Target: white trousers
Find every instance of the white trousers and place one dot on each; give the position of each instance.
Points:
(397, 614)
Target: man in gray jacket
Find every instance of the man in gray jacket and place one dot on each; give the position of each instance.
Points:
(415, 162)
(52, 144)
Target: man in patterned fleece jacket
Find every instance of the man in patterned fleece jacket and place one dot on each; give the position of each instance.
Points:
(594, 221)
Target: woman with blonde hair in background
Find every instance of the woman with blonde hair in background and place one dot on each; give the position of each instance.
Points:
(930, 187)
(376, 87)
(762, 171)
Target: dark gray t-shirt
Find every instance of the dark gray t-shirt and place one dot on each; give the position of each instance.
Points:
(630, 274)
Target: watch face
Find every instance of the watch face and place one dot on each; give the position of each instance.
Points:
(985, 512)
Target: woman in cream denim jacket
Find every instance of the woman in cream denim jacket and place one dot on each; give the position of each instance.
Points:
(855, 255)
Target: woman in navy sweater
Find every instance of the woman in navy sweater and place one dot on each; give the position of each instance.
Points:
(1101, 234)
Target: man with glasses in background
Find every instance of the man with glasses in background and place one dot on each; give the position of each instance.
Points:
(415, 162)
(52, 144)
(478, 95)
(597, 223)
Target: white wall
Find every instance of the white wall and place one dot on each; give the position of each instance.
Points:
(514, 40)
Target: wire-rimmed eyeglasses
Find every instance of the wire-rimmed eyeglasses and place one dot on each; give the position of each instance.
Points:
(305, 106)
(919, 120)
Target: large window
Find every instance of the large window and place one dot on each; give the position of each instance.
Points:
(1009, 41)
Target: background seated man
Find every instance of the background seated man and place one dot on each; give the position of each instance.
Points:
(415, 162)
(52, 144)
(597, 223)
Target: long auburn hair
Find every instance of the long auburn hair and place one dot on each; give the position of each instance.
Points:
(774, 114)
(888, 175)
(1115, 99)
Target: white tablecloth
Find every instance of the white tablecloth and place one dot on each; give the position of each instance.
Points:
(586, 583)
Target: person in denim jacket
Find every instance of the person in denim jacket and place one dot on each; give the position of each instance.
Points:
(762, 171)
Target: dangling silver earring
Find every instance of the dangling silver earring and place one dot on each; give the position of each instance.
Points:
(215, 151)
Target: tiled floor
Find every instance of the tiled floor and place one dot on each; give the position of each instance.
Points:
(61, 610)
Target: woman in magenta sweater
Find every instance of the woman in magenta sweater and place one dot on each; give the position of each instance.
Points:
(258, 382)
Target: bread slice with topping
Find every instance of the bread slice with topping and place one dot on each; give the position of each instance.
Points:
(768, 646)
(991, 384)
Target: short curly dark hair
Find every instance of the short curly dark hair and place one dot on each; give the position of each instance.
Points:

▸ DESCRIPTION OF THE TASK
Extract the lines above, from the first one through the one containing "Find every instance of the dark", and return only those, unchanged.

▸ ANSWER FOR THE TASK
Target: white trousers
Find every instance of the white trousers and place one dot on each; give the position of each instance.
Points:
(397, 614)
Target: man in gray jacket
Find every instance of the man in gray jacket and place one dot on each; give the position of each instance.
Points:
(415, 162)
(52, 144)
Target: man in patterned fleece jacket
Find every instance of the man in patterned fleece jacket and place one dot on each; give the position of each instance.
Points:
(594, 221)
Target: woman with blonde hair in background
Find every instance of the woman with blonde hair in background and place one dot on each; give the position of each instance.
Points:
(930, 187)
(376, 87)
(762, 171)
Target: dark gray t-shirt
Find every instance of the dark gray t-shirt and place one dot on each; give the position of each instance.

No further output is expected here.